[DATA SUPPLIED start]

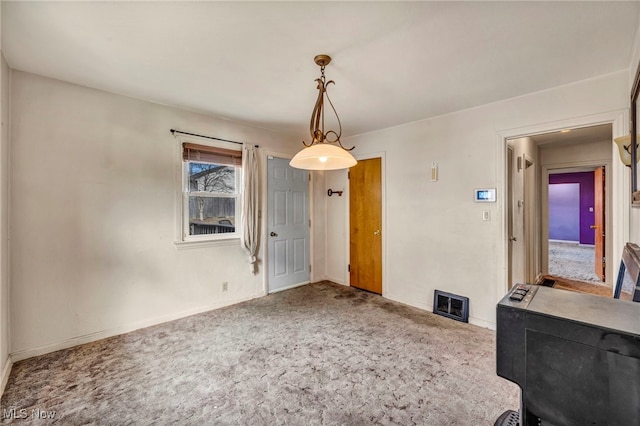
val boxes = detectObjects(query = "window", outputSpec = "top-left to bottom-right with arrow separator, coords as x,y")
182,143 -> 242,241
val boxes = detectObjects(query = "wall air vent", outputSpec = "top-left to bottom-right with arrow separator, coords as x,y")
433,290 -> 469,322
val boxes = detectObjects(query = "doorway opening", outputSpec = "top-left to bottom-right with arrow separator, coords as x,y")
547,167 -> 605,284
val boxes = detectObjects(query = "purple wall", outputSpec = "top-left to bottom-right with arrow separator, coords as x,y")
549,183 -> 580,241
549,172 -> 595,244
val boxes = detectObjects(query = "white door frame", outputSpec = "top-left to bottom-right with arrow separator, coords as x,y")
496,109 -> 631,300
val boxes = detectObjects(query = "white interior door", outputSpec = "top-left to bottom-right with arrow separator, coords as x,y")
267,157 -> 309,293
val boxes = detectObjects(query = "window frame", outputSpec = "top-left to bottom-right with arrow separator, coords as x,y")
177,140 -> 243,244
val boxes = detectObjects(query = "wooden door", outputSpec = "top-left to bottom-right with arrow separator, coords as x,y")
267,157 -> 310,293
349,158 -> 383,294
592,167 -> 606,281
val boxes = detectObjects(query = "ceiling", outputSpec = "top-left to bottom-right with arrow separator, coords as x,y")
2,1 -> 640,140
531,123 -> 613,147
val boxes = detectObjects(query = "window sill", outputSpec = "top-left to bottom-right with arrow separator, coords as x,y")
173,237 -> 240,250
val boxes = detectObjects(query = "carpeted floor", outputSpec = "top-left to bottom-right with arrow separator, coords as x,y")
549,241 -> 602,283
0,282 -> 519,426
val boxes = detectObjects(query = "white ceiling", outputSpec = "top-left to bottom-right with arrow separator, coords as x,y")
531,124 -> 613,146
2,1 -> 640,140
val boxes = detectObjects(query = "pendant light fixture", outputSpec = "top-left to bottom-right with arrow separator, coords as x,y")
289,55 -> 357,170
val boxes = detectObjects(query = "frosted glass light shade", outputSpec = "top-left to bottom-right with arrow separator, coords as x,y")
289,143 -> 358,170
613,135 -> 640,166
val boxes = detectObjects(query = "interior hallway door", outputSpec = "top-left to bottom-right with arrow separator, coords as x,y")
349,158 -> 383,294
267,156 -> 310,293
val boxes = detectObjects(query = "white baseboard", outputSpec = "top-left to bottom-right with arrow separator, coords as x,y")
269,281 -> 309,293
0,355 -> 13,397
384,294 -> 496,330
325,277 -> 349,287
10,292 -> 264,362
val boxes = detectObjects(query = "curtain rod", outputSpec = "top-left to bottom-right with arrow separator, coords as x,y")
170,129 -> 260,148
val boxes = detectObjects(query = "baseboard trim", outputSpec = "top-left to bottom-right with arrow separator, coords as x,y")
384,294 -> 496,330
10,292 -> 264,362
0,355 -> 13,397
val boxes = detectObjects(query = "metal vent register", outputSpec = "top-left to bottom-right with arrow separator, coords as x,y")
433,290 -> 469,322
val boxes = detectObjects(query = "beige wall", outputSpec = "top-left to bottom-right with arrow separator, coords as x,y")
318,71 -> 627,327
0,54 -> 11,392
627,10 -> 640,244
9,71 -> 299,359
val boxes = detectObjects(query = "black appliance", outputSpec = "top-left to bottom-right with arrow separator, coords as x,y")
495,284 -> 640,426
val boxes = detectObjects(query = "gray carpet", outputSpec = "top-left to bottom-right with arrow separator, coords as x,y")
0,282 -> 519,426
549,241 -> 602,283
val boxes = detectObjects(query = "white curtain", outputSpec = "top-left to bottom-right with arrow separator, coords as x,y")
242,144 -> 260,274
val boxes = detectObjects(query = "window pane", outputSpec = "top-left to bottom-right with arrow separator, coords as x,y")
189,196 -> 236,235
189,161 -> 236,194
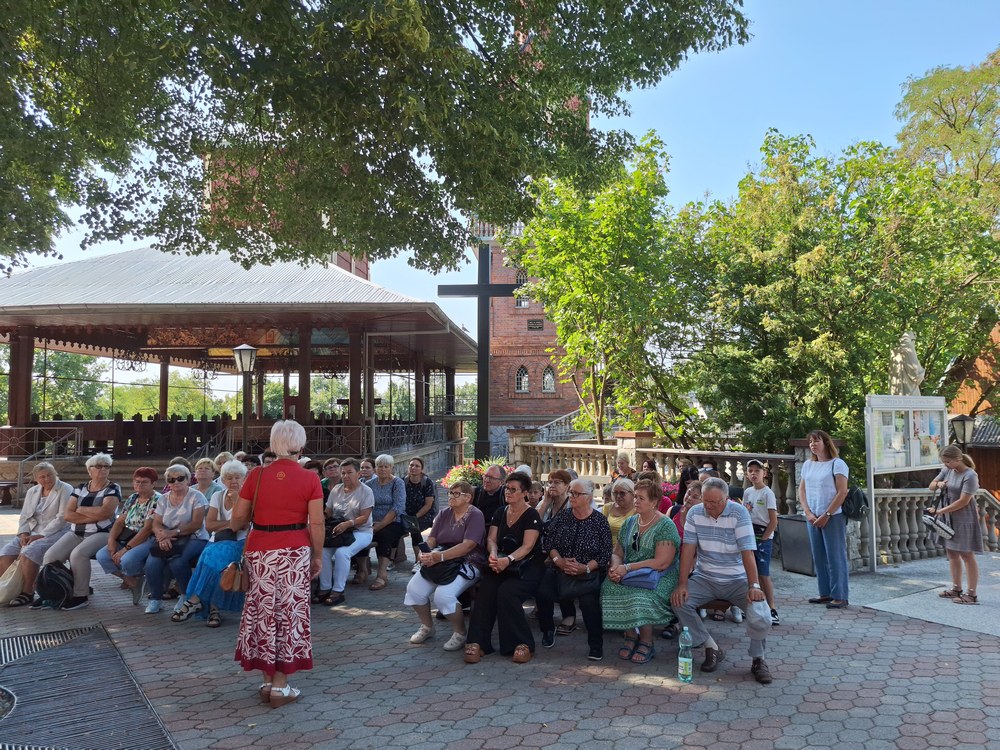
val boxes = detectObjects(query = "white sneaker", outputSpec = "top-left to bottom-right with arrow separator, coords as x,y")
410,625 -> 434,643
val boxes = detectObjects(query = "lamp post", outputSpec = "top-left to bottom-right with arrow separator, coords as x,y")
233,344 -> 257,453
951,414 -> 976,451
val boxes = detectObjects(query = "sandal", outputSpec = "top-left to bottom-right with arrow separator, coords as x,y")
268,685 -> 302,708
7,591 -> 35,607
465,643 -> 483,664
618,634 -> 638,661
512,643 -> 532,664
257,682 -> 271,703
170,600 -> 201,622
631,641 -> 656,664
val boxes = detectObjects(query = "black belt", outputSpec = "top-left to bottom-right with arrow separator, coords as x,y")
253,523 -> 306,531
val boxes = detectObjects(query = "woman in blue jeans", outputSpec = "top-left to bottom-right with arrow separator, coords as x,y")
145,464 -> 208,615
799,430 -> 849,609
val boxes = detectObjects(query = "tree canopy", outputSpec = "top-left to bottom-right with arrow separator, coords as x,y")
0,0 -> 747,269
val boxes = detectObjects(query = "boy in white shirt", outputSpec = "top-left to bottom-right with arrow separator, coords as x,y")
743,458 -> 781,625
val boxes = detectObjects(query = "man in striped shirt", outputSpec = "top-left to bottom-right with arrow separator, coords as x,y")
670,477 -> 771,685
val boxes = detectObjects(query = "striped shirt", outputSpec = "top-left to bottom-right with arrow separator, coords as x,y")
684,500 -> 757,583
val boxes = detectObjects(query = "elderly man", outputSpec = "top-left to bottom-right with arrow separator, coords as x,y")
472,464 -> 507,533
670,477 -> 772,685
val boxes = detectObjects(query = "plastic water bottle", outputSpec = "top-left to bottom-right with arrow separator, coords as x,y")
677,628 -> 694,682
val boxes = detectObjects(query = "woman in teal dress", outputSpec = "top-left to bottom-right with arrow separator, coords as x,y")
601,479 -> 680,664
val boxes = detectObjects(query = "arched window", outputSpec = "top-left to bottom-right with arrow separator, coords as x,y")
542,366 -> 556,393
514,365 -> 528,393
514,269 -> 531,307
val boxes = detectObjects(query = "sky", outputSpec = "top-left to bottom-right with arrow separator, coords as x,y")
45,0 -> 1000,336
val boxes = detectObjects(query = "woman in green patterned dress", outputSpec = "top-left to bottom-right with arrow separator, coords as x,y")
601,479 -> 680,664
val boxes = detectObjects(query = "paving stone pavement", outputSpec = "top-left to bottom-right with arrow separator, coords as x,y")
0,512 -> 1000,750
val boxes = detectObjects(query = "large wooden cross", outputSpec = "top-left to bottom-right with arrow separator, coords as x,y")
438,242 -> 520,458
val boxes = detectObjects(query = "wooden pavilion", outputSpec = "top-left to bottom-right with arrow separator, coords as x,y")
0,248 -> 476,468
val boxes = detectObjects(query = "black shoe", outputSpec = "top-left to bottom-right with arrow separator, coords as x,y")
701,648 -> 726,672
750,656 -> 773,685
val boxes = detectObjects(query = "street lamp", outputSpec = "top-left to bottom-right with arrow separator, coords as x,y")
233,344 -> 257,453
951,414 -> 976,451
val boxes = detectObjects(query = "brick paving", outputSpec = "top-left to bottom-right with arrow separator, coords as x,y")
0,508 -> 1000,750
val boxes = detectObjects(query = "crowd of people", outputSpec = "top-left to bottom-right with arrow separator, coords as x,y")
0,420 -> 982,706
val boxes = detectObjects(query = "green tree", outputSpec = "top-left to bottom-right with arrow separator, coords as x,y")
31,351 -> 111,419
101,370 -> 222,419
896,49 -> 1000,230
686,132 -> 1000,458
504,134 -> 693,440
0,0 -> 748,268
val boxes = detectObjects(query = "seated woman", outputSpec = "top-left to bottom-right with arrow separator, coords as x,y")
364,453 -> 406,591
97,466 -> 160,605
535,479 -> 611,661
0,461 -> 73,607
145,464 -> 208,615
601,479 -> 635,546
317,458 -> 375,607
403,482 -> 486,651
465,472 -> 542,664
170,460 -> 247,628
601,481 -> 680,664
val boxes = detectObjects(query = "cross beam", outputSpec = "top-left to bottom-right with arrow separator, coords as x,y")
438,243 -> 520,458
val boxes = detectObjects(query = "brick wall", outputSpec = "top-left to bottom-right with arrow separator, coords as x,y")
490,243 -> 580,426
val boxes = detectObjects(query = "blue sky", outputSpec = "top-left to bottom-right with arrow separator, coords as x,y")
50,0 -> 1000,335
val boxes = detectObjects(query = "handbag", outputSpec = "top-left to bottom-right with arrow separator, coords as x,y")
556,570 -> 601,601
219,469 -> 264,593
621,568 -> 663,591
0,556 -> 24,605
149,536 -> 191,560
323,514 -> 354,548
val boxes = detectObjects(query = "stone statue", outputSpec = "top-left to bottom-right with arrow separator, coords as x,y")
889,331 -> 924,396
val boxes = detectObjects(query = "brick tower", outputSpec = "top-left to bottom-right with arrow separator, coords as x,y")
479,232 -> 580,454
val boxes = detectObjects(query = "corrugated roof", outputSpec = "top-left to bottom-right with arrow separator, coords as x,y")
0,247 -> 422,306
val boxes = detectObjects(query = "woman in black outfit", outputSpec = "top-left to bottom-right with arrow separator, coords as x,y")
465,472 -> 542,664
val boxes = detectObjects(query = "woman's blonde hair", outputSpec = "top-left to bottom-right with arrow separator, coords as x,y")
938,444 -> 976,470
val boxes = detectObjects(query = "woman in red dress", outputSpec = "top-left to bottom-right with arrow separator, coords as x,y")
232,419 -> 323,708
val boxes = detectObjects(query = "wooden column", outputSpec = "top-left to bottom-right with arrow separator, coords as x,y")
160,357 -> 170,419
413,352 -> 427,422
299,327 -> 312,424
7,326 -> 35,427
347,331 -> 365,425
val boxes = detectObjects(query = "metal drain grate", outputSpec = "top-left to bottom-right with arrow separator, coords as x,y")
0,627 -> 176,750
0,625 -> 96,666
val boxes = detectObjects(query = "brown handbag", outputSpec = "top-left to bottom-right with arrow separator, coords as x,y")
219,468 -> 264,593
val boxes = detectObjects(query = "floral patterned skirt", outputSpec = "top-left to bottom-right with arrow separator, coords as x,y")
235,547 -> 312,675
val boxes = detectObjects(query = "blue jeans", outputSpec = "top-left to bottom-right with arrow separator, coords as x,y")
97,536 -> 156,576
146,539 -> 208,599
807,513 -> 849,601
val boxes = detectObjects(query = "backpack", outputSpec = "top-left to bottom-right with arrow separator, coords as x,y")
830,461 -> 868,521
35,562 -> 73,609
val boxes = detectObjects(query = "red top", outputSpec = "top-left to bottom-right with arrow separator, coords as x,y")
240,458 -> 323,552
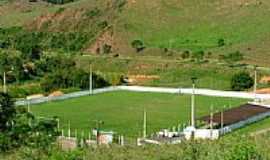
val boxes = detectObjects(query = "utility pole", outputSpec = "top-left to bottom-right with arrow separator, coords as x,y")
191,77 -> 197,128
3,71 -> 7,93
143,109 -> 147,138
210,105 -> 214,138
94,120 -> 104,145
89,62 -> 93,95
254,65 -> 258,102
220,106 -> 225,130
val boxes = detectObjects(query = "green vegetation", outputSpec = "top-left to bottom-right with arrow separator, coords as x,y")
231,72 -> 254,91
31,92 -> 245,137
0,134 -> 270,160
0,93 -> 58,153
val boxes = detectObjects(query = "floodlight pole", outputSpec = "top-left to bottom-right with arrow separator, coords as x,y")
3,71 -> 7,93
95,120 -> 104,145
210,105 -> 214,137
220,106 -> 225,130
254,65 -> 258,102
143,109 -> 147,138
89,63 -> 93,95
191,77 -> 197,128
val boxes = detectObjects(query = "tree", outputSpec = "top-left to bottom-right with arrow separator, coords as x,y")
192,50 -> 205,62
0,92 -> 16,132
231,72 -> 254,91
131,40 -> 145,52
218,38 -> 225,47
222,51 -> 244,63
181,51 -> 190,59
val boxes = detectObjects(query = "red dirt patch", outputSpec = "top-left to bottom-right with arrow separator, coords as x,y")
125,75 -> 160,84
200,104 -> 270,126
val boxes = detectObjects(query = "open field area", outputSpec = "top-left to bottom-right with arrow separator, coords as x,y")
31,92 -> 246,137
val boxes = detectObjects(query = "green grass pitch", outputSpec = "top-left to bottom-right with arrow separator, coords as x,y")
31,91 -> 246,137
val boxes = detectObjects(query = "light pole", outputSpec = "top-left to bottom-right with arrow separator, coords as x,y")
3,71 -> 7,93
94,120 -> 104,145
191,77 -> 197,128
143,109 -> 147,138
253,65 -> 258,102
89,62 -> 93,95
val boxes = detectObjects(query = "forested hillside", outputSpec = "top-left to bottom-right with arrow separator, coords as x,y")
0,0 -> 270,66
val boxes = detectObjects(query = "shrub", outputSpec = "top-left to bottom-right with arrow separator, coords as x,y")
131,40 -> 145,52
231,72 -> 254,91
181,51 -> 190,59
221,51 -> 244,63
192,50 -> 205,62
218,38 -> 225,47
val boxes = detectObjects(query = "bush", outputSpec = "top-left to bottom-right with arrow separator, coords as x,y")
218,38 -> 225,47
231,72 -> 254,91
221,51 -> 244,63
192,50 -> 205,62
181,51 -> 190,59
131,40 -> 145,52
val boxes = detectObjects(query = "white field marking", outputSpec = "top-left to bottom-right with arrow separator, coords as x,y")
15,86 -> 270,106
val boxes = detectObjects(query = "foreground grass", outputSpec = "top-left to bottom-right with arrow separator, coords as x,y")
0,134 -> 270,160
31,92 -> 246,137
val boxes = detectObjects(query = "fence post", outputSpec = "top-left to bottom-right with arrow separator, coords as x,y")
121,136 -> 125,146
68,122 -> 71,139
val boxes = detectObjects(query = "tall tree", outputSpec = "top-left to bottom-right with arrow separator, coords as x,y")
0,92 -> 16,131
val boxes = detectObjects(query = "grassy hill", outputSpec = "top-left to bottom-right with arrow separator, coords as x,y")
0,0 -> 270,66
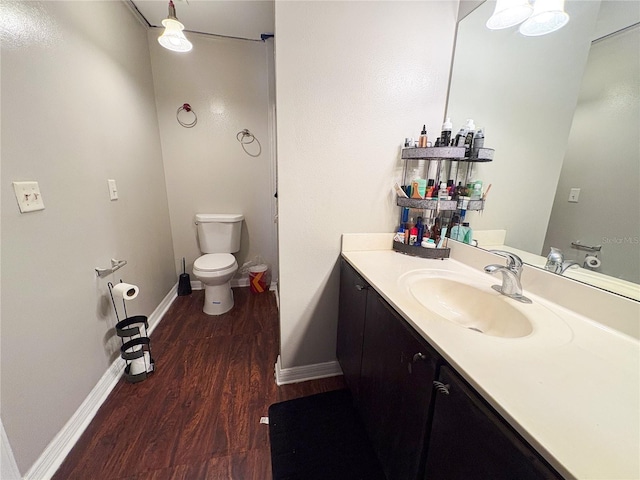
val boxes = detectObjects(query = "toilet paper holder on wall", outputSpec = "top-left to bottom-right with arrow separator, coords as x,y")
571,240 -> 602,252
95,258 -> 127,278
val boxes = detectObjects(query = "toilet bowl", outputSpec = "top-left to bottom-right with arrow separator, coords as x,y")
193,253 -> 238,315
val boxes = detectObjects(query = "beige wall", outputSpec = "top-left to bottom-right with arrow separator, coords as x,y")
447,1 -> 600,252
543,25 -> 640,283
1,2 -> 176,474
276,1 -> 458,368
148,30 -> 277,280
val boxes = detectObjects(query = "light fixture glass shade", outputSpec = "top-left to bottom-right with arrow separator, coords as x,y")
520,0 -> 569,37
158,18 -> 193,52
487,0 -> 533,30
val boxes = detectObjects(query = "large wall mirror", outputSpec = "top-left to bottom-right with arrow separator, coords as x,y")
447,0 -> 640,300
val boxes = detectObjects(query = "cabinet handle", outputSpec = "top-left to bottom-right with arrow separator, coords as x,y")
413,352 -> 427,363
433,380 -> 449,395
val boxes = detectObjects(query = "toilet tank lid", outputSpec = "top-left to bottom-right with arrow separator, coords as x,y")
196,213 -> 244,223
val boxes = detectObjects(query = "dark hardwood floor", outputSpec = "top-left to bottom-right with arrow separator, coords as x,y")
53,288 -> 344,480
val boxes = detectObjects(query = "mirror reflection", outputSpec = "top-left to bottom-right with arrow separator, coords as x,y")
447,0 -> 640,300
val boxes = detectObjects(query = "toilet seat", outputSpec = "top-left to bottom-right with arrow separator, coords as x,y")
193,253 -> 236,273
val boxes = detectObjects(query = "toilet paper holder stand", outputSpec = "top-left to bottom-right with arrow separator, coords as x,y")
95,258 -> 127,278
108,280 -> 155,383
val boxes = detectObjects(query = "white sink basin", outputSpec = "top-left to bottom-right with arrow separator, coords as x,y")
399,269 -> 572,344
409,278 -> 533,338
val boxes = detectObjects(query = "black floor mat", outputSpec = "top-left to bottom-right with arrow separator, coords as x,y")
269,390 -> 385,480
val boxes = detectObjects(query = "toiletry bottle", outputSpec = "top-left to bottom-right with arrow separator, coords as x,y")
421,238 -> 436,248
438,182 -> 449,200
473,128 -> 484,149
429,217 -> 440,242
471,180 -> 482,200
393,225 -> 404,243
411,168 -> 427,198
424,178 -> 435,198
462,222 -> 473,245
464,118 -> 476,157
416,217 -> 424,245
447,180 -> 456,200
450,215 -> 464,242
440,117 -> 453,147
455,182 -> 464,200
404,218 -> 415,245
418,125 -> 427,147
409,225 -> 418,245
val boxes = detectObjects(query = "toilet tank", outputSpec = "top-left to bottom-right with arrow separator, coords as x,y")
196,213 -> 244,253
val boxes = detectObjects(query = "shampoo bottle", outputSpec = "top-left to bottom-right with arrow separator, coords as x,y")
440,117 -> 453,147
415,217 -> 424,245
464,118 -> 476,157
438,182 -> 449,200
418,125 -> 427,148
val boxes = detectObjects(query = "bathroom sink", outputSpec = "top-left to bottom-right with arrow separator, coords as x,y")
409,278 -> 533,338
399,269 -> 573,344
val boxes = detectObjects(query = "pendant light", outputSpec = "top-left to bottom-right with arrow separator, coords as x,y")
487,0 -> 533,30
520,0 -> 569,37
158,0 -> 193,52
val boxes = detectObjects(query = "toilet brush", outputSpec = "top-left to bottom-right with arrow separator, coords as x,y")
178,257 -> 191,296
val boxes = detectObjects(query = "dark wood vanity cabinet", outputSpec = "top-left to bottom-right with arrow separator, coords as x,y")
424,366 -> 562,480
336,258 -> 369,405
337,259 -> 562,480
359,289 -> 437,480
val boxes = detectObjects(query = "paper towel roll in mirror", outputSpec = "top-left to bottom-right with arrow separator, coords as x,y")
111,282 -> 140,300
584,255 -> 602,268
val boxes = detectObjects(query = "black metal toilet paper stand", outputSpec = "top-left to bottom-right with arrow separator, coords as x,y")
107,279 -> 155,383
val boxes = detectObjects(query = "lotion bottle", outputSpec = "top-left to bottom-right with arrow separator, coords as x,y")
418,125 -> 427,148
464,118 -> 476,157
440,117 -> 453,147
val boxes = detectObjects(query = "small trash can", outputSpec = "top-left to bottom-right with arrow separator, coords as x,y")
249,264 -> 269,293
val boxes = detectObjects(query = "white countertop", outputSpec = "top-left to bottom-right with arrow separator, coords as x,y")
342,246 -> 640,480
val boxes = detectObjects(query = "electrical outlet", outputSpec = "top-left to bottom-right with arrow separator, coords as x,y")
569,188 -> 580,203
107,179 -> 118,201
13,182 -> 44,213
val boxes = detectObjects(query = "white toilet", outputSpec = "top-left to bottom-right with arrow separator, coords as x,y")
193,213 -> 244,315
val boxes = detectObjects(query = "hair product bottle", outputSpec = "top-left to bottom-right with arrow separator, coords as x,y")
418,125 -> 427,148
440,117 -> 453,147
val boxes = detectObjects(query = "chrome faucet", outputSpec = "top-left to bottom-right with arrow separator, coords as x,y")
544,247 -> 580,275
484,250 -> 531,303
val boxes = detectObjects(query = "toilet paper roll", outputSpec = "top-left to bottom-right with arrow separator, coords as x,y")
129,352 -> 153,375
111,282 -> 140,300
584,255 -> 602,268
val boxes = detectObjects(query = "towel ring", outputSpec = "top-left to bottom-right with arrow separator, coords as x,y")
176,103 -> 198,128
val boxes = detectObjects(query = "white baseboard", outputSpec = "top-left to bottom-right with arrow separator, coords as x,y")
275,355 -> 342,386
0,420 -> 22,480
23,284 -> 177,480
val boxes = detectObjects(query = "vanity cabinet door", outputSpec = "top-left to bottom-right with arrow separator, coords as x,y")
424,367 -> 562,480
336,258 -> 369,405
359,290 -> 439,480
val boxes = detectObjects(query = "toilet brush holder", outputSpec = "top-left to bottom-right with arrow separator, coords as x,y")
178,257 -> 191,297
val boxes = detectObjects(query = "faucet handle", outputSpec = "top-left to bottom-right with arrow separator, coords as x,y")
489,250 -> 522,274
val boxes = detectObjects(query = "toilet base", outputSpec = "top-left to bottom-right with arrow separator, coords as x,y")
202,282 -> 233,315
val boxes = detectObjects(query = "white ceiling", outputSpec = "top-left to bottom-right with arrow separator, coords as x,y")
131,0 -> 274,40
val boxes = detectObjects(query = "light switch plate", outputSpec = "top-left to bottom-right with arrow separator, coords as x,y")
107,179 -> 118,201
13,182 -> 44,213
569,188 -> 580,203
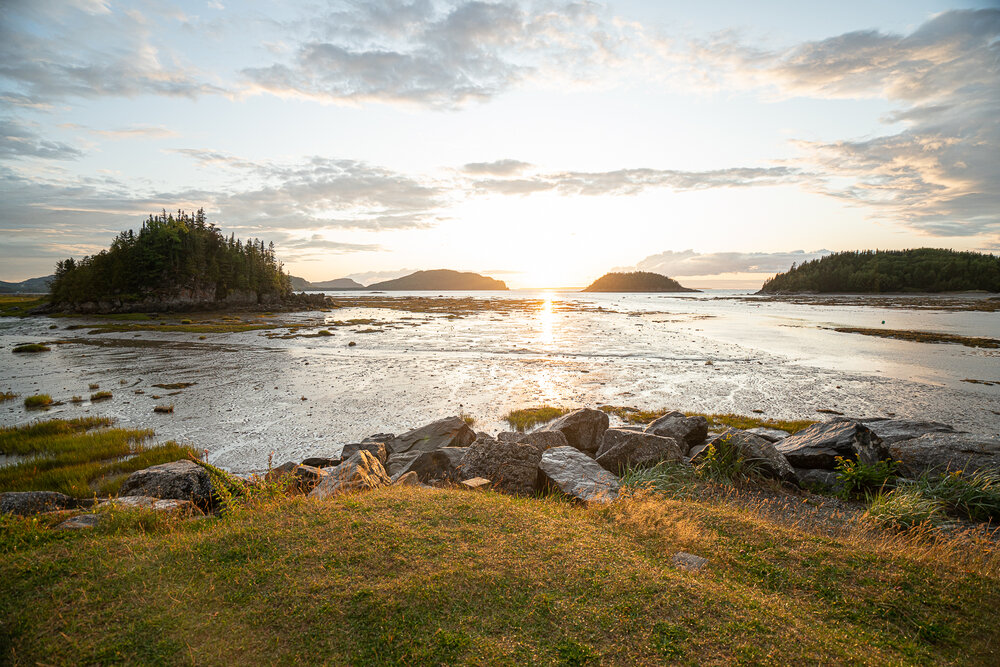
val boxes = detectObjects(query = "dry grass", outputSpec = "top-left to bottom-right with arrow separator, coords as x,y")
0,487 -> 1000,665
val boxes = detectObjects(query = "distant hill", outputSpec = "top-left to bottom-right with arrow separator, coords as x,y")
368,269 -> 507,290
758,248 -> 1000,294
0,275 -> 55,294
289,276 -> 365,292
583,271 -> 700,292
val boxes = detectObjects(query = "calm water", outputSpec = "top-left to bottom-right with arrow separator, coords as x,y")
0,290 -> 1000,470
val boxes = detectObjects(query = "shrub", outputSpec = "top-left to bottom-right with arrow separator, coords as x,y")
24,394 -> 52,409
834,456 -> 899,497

[DATA SUPPLIED end]

__THE PROBLEM__.
How many lines in the items above contain the string "brush", with case taken into account? Reply with the number alone.

__RESPONSE TO THE EXERCISE__.
2